- Data for this exercise -
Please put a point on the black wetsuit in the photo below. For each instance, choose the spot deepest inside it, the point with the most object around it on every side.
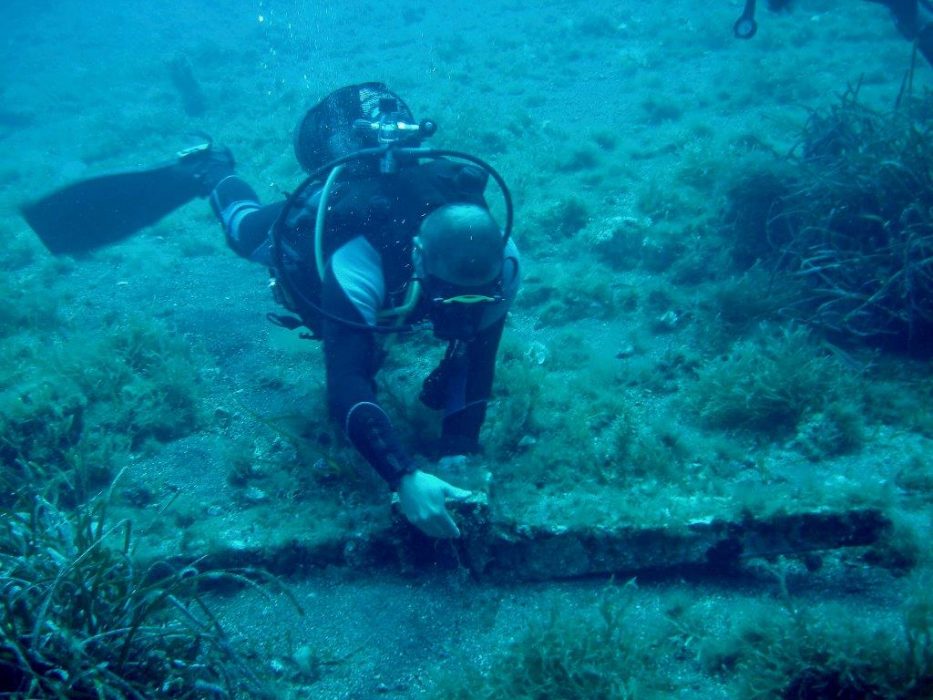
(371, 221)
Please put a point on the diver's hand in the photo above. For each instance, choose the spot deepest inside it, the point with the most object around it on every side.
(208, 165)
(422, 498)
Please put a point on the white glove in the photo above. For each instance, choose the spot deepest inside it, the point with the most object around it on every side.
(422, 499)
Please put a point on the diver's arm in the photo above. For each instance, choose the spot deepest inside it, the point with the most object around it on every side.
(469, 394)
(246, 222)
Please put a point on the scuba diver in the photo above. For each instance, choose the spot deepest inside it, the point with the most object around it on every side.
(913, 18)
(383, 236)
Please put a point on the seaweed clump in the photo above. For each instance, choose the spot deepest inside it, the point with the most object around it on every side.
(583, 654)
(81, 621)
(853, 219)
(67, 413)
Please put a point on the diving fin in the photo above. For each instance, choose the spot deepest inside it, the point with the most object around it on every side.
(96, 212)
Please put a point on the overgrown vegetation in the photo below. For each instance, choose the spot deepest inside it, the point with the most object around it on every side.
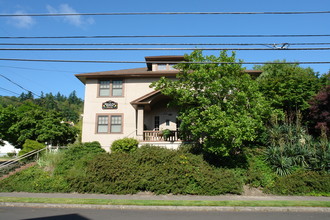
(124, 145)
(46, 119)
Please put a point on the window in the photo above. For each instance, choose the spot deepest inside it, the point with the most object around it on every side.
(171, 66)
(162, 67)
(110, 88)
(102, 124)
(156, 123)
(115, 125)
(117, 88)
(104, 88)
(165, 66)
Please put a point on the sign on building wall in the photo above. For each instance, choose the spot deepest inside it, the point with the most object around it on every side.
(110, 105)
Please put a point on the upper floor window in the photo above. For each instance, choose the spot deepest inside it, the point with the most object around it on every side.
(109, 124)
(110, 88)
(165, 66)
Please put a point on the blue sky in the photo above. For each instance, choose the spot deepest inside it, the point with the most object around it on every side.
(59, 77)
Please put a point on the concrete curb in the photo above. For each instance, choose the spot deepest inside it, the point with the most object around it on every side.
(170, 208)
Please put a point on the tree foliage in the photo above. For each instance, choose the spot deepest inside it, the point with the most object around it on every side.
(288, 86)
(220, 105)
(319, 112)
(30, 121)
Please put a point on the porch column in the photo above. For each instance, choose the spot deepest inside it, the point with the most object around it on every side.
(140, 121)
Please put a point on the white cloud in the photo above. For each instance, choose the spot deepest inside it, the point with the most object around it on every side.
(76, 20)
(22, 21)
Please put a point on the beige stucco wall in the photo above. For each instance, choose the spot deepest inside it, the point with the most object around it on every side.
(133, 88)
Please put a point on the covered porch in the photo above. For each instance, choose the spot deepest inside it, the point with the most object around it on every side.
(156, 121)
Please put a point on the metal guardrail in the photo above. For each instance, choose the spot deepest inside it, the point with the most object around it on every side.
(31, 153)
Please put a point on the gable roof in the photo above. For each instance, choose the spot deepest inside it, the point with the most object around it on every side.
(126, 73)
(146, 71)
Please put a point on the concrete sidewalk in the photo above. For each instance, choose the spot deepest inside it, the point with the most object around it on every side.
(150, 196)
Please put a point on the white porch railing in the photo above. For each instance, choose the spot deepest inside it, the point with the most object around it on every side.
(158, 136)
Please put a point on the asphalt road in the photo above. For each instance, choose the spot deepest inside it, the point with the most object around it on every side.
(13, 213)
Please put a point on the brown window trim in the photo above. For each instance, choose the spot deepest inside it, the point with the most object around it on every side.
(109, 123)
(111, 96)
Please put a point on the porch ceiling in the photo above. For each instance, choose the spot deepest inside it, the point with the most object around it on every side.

- Stated exercise -
Can you copy all of the data above verbatim, leaving the pictures out?

- Answer to this problem -
Please put a point on the black wetsuit in the photo below. For each instance, choose the spot deepest inside it, the point with the most object around it on every side.
(371, 221)
Please put a point on the diver's hand in the photo above. For each instance, choose the spot deepest inside it, the point with the most object around it on every side.
(208, 165)
(422, 498)
Please put a point on the white glove in the photo above. For each instance, choose the spot deepest inside it, the point with the most object around it on every side.
(422, 499)
Please put a point on the diver's arm in the photo above. For each instance, choose the spot deepest inside it, the point with the most object around it on every side.
(469, 394)
(246, 222)
Please put a point on the scuba diver in the photo above. For each instance, choose the spot deepest inside it, the point with the most object around it on every side.
(913, 18)
(383, 236)
Please put a point on the seaweed clump in the photo above. For each instance, choose the spot deepest inside it, the point with the most object around it on every side.
(583, 654)
(81, 621)
(853, 219)
(67, 413)
Please put a point on the diving fin in the photo above. For each instance, choose the spot deepest inside it, the point with the most object around it on every side.
(96, 212)
Please put a point on the overgrown vegetation in the photo below. For each instance, choose the spot deepest inside it, the point with the most object around it on every side.
(124, 145)
(46, 119)
Please put a point on the window in the photo above. For each instance, choose the spot deepest inside it, the point with the most object around it on every side.
(171, 66)
(162, 67)
(110, 88)
(102, 124)
(156, 123)
(115, 125)
(117, 88)
(104, 88)
(165, 66)
Please put a point on the sign on building wall in the photo above. For each instance, choose the spot deepest inside it, the point with the most object around it on every side.
(110, 105)
Please put a point on the upper floor window in the photo above. For each instance, choose the spot deepest inside it, the point with the most object around it on every side.
(109, 124)
(110, 88)
(165, 66)
Please put a point on the blue sky in the photo above. For each instance, choose the spot deepest inside it, the point with the most object around it on every side.
(59, 77)
Please put a point on the concrete curb in the photo above. For each instance, choose the spot deepest inside it, the point with the most object around it on every side.
(170, 208)
Please put a point on the tree foliage in the photo above. For each instance, choose the spot deepest inside it, the point with the most object around it on every side.
(288, 86)
(220, 105)
(319, 112)
(30, 121)
Please put a point on the porch column in the photo above. For each instance, choose the spot deepest inside it, the point with the most object around it on every side.
(140, 121)
Please put a point on the white cloud in the photo above. For each instance, choose the spot deepest inside it, the point with the most object around it on every side.
(76, 20)
(22, 21)
Please put a point on the beige stucco wall in the photo above. For each instance, choose the spot deepest inside it, the point with the most object around it on every side.
(133, 88)
Please put a point on the covered porch in the photo above. For each instance, choose the spot deepest inside it, the point with the most object around it on every side.
(156, 121)
Please put a point on the metal guardrail in the photo above. For each instance, choose the spot deepest inside it, the point with the most object around it on every side.
(31, 153)
Please put a point on the gable roof in the photo above. For each instance, choose the spot deepest inside it, the point with the most object around it on every side.
(126, 73)
(146, 71)
Please put a point on the concrete sidewalk in the photo above. For each instance, choose the spot deepest inside it, the point with the most object around it on every side.
(150, 196)
Please put a point on the white porch railing in the photo above. For each instance, choose the spot deepest inside it, the point with the most object around it on every side.
(158, 136)
Please put a point on the asphalt road in the photo above. For each instance, choose the spot deepest inside it, the point with the most object around it on every side.
(13, 213)
Please put a point on the brown window trim in the photo above. For each instance, choose the spot deepest inside it, the point with the most object around it on every side.
(109, 123)
(111, 96)
Please put a point on the porch ceiling in the photo above. For each instance, choose the spot deepest inside it, the point with the most object around it on every side.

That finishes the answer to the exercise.